Но, даже чувствуя свою зависимость от Нины Семеновны, рассказчик не хочет кривить душой. Его ответ прям, но в нем в то же время нет торжества гордыни, иронии, самодовольства. Скорее — горечь от этой тяготящей его душу, но для него, тем не менее, неотменимой правды.
«Нет, — сказал я неслышным голосом, холодея от внутреннего своего опустошения — Разве и человеческих трагедий выход только религиозный?»
Выход веры представляется писателю, исходящему из своего внутреннего опыта, из познания страшной гулаговской реальности, слишком случайным, слишком частным и потому не решающим проблему согласия с жизнью.
Заметим, что Шаламов не отрицает саму возможность такого выхода — для кого-то, но только не для себя. Блажен кто верует, кому дано, кто обрел этот свет в окружающем мраке но — только не придумывать себе того, чего нет. Для Шаламова важнее было оставаться самим собой — во всех случаях жизни.
Достаточно определенно высказывается по этому поводу писатель и в «Четвертой Вологде»: «Очевидно, у человека существует какой-то запас религиозных чувств — тоже вроде шагреневой кожи, — тратится повседневно. И так как сложность жизни все возрастает, в этой возросшей сложности жизни нашей семьи для Бога у меня в моем сознании не было места. И я горжусь, что с шести лет и до шестидесяти я не прибегал к его помощи ни в Вологде, ни в Москве, ни на Колыме».

## ИСХОДНЫЙ ЗАПРОС
Запишите фрагмент о Шаламове и вере целиком, ничего в нем не меняя.

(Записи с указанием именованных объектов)
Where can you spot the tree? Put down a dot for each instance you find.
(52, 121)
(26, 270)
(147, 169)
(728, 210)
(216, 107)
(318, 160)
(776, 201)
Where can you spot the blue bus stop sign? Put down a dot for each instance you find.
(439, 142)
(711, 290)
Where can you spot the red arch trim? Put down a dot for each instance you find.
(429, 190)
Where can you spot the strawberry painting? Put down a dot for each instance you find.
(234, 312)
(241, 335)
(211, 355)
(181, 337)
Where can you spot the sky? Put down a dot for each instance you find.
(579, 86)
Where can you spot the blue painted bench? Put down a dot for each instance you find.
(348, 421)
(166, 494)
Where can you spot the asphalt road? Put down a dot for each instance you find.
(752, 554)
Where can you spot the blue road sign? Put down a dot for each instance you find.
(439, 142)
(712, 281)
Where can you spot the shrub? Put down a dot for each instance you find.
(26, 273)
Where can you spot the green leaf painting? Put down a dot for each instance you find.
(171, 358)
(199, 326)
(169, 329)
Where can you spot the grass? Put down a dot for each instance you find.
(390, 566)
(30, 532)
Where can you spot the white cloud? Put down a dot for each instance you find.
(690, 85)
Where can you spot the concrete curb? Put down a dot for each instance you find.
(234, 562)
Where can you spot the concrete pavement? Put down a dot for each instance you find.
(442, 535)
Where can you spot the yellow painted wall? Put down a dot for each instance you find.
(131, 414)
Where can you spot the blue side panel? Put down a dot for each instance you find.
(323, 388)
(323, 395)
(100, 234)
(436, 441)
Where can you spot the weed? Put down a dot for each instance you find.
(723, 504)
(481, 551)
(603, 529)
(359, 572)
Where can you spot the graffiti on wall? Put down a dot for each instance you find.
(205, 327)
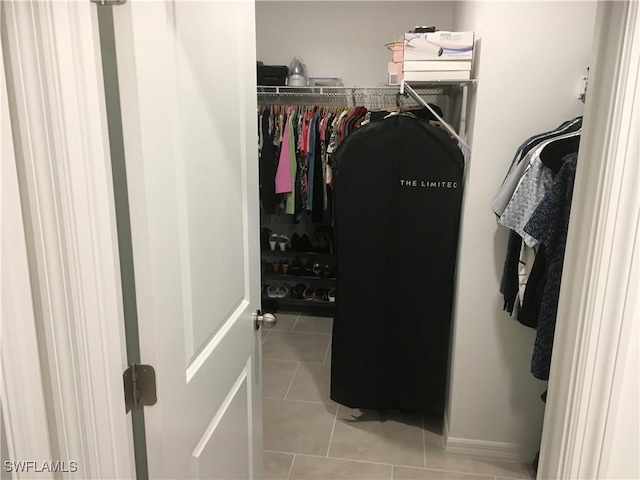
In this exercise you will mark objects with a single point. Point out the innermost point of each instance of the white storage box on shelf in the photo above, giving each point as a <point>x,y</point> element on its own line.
<point>435,66</point>
<point>438,46</point>
<point>436,76</point>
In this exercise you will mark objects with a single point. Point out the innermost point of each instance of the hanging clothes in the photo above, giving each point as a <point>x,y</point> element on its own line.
<point>398,193</point>
<point>549,224</point>
<point>303,142</point>
<point>521,191</point>
<point>536,208</point>
<point>268,163</point>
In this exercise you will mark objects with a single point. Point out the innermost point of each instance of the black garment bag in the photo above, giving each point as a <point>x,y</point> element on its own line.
<point>398,193</point>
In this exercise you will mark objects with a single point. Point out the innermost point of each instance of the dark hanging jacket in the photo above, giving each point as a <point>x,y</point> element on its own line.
<point>398,193</point>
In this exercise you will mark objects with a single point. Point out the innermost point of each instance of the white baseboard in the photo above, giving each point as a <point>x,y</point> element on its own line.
<point>503,452</point>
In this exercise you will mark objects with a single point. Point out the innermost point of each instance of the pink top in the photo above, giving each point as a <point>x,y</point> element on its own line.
<point>283,172</point>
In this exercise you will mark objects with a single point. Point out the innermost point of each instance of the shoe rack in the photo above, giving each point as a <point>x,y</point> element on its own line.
<point>298,267</point>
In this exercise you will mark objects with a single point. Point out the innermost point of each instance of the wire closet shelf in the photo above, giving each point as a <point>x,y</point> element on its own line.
<point>373,98</point>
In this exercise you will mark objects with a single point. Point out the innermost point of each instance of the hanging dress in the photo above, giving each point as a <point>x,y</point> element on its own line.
<point>398,193</point>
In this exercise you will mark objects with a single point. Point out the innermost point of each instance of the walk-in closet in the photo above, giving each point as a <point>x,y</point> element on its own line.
<point>324,419</point>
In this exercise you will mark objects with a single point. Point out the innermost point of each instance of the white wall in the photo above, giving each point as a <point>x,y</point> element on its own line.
<point>343,39</point>
<point>529,58</point>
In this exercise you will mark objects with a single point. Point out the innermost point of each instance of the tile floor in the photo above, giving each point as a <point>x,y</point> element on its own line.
<point>308,436</point>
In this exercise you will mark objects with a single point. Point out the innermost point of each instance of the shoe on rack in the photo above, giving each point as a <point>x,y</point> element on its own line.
<point>283,291</point>
<point>296,267</point>
<point>265,233</point>
<point>272,291</point>
<point>328,271</point>
<point>319,295</point>
<point>273,241</point>
<point>331,295</point>
<point>308,294</point>
<point>307,270</point>
<point>295,242</point>
<point>283,240</point>
<point>305,243</point>
<point>298,291</point>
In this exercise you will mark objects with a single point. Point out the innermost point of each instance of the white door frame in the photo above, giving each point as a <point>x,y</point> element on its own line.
<point>600,284</point>
<point>56,102</point>
<point>60,137</point>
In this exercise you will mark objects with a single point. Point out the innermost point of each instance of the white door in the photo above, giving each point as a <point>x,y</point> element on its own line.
<point>188,94</point>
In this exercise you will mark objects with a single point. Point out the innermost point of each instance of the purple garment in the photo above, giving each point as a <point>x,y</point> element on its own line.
<point>283,173</point>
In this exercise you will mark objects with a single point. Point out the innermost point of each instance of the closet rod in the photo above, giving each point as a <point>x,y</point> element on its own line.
<point>406,88</point>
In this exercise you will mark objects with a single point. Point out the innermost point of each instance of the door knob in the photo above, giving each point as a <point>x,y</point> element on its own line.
<point>266,320</point>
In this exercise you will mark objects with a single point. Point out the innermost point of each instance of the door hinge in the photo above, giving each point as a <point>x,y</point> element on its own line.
<point>139,386</point>
<point>109,2</point>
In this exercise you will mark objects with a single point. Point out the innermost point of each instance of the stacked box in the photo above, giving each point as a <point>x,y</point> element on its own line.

## ПРАВИЛЬНЫЙ ОТВЕТ
Но, даже чувствуя свою зависимость от Нины Семеновны, рассказчик не хочет кривить душой. Его ответ прям, но в нем в то же время нет торжества гордыни, иронии, самодовольства. Скорее — горечь от этой тяготящей его душу, но для него, тем не менее, неотменимой правды.
«Нет, — сказал я неслышным голосом, холодея от внутреннего своего опустошения — Разве и человеческих трагедий выход только религиозный?»
Выход веры представляется писателю, исходящему из своего внутреннего опыта, из познания страшной гулаговской реальности, слишком случайным, слишком частным и потому не решающим проблему согласия с жизнью.
Заметим, что Шаламов не отрицает саму возможность такого выхода — для кого-то, но только не для себя. Блажен кто верует, кому дано, кто обрел этот свет в окружающем мраке но — только не придумывать себе того, чего нет. Для Шаламова важнее было оставаться самим собой — во всех случаях жизни.
Достаточно определенно высказывается по этому поводу писатель и в «Четвертой Вологде»: «Очевидно, у человека существует какой-то запас религиозных чувств — тоже вроде шагреневой кожи, — тратится повседневно. И так как сложность жизни все возрастает, в этой возросшей сложности жизни нашей семьи для Бога у меня в моем сознании не было места. И я горжусь, что с шести лет и до шестидесяти я не прибегал к его помощи ни в Вологде, ни в Москве, ни на Колыме».